Exercise brief: Repeat the listing below in full, keeping each word as given.

──────── Exercise data

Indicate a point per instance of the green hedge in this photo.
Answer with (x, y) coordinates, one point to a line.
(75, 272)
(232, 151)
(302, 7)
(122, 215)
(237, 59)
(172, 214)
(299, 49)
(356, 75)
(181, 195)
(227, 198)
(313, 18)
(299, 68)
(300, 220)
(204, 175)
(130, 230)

────────────────

Task response:
Indicate a point per instance of the green hedge in this photo.
Answer with (x, y) coordinates, one point to a line.
(75, 272)
(232, 151)
(302, 7)
(122, 215)
(237, 59)
(172, 214)
(299, 49)
(356, 75)
(181, 195)
(227, 198)
(313, 18)
(299, 68)
(300, 220)
(204, 175)
(130, 230)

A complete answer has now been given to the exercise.